- _Required task_:
Transcribe the records that follow. Keep every word exactly, and drop the pictures.

- _Material for the task_:
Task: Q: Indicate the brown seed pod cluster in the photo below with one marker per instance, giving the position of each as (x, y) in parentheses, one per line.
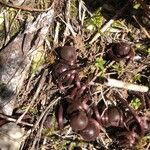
(120, 51)
(84, 117)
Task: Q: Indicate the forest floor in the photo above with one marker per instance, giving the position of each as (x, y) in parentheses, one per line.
(92, 27)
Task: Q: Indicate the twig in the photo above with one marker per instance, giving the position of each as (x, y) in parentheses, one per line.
(42, 81)
(14, 120)
(26, 8)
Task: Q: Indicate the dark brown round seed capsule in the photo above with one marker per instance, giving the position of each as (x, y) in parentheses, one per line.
(92, 130)
(79, 121)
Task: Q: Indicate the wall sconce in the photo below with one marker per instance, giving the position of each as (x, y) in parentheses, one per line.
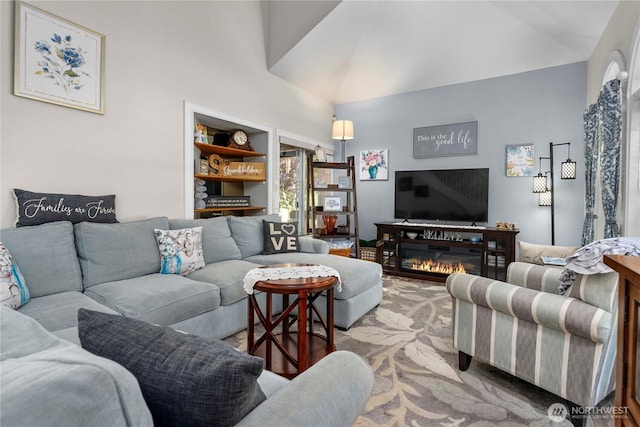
(568, 170)
(343, 131)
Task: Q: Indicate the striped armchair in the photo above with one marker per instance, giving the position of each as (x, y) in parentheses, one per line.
(565, 344)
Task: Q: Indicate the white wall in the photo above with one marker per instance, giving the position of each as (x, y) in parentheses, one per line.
(158, 55)
(617, 36)
(536, 107)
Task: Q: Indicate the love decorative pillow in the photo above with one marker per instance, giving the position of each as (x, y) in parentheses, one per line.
(40, 208)
(185, 379)
(280, 237)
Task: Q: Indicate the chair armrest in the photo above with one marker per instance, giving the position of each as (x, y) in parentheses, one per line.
(533, 276)
(332, 392)
(312, 245)
(553, 311)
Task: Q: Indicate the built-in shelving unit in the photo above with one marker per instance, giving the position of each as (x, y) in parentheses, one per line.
(253, 188)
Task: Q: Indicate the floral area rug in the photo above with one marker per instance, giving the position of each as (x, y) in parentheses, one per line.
(407, 341)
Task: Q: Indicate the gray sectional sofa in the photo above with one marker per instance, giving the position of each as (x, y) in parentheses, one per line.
(114, 268)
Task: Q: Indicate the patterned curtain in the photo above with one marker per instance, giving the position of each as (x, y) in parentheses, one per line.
(591, 149)
(611, 128)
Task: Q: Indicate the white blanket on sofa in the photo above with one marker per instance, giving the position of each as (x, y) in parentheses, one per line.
(588, 259)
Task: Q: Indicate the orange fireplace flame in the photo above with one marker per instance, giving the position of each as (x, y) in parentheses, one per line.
(438, 267)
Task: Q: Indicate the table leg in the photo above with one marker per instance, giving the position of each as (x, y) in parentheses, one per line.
(330, 319)
(285, 321)
(268, 331)
(250, 327)
(302, 331)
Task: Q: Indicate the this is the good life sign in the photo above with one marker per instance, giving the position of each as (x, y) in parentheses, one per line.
(445, 140)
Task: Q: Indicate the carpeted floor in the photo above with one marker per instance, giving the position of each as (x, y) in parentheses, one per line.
(407, 341)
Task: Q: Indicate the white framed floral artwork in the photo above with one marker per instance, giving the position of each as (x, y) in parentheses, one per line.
(58, 61)
(520, 159)
(374, 165)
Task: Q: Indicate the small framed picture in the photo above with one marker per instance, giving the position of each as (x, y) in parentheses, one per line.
(344, 182)
(520, 160)
(204, 167)
(332, 203)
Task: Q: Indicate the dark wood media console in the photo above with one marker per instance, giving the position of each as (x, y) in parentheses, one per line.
(432, 251)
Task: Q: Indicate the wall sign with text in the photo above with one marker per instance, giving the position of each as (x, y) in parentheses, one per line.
(445, 140)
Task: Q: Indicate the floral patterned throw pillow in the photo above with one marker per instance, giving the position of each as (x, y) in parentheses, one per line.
(13, 290)
(180, 250)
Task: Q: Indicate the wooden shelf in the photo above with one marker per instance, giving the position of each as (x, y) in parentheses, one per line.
(225, 151)
(348, 196)
(246, 208)
(229, 178)
(331, 165)
(346, 190)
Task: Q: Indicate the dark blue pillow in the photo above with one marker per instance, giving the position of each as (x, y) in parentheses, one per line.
(40, 208)
(185, 379)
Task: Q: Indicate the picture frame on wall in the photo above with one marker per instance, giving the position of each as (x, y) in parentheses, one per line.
(58, 61)
(332, 203)
(520, 160)
(374, 165)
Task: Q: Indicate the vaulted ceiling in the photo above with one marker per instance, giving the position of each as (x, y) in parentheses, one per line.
(354, 50)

- _Correct result_:
Task: Q: Indicate the brown seed pod cluster in the photo below with one marker per instance, giving the position of each as (x, y) in parentheses, one per line.
(120, 51)
(84, 117)
Task: Q: Indicate the forest floor in the photo above with one marker per instance, giving the position of each as (x, y) in parentheses, one per line.
(92, 27)
Task: Q: Indicate the twig in the photo above with one marker per instance, giving the position of each as (x, y) in parentheses, one per line.
(42, 81)
(14, 120)
(26, 8)
Task: Q: Indicate the dark brown round seed capsule in the photo above with one marker per instance, giving the position of each as (x, y) in parentheses, one per line.
(92, 130)
(79, 121)
Task: Q: Indicate the wall sconce in the photo below with one marker per instance, giving the position of each as (x, y) in parentheses, one per line.
(568, 170)
(343, 131)
Task: Q: Indicate the striped armchair in the photo above with one marker per instance, giving the position of each as (x, y) in parentheses, one per line.
(565, 344)
Task: Q: Indicate the white wall in the photo above with one marker per instance, giving the position of each as (x, y) in parentheses, one per line.
(158, 55)
(617, 36)
(536, 107)
Task: Q: Indicate the love decorative pillow in the photo above with one marker per instance, giving the position of each as (x, y) in parentheses, one per line.
(40, 208)
(185, 379)
(280, 237)
Task: Q: Indicate the chair armrest in the photo above with one marker per instance, giving the position of each as (x, y) in parentheses, one per line.
(533, 276)
(332, 392)
(312, 245)
(553, 311)
Task: Q: Indicate the built-in shelving unit in the photo above with one marker per instance, giving the position of each as (x, y) in parentheses, one per line.
(253, 188)
Task: Q: Indicate the floral area rug in the photo above with one marker per instance, giving the position of each as (x, y) in parentheses, one per line.
(407, 341)
Task: Q: Indicate the gray sectional sofa in the photo above with one marker per instance, giving the position of each as (x, y) in parentheses, one per line.
(114, 268)
Task: Q: Indicate the patterned curtain in the photo above with one marker per instance, giving the position of each as (x, y) in parentheses, one per line.
(591, 149)
(611, 128)
Task: Q: Indicate the white blanket on sofa in the photo above with one marker per instance, giving the position of each as (x, y) in parentheses, one per line.
(588, 259)
Task: Q: Indicate the orange fireplace flame in the photo above with one marker per instance, giving the position of each as (x, y) in parentheses, one per line.
(438, 267)
Task: Q: Indicate the table leg in the photo above with one marker per instance, giving the position of each as (x, y) in parentheses, one per line.
(330, 319)
(285, 321)
(268, 331)
(250, 327)
(302, 331)
Task: Q: Indicate the this is the good life sign in the photo above with one marker per instance, giving the position of each as (x, y) in parentheses, one per line.
(445, 140)
Task: Q: Indicate the carpeted floor in the photo above with one marker per instance, giving the position of each as (x, y) in parentheses, one per line.
(407, 341)
Task: Q: Indicate the white framed floral artwork in the photo above with one marker per instance, giving the position of each as (x, y) in parentheses, one per line.
(58, 61)
(520, 159)
(374, 165)
Task: Q: Indicate the small framed picture in the photo above with one marker per instance, giving the position of each as (x, y) in parentheses, one per line.
(344, 182)
(520, 160)
(204, 167)
(332, 203)
Task: Q: Indicate the dark wood media console in the photo above with one marker per instance, giving the position of each as (x, y) in parentheses, one per line.
(432, 251)
Task: Q: Indicate the wall sign with text in the photo above with one marker per instance, giving the position of each as (x, y) in parentheses, one per line.
(445, 140)
Task: Q: Indicate the floral patterned throw pillow in the photo above with one marker per instance, giving the position of each as (x, y) in parentheses, one per line.
(13, 290)
(180, 250)
Task: Q: Indicate the wooden shelf in the photo above with one marker per instance, giving the position of each as (x, y) in parentheses, one per line.
(225, 151)
(348, 196)
(246, 208)
(229, 178)
(331, 165)
(346, 190)
Task: Q: Indicate the dark blue pillow in the photo above with one marker per instance, giving the position of each as (x, y) in parentheses, one per line.
(40, 208)
(185, 379)
Task: Q: Indicate the picture frame on wall in the photo above with one marker per instance, giving the position of each as (x, y) in parentheses, one per line.
(58, 61)
(332, 203)
(520, 160)
(374, 165)
Task: Q: Indicate the vaulted ceiling in the photo above with one marker per instance, giving the position of each as (x, y) in parentheses, one per line.
(354, 50)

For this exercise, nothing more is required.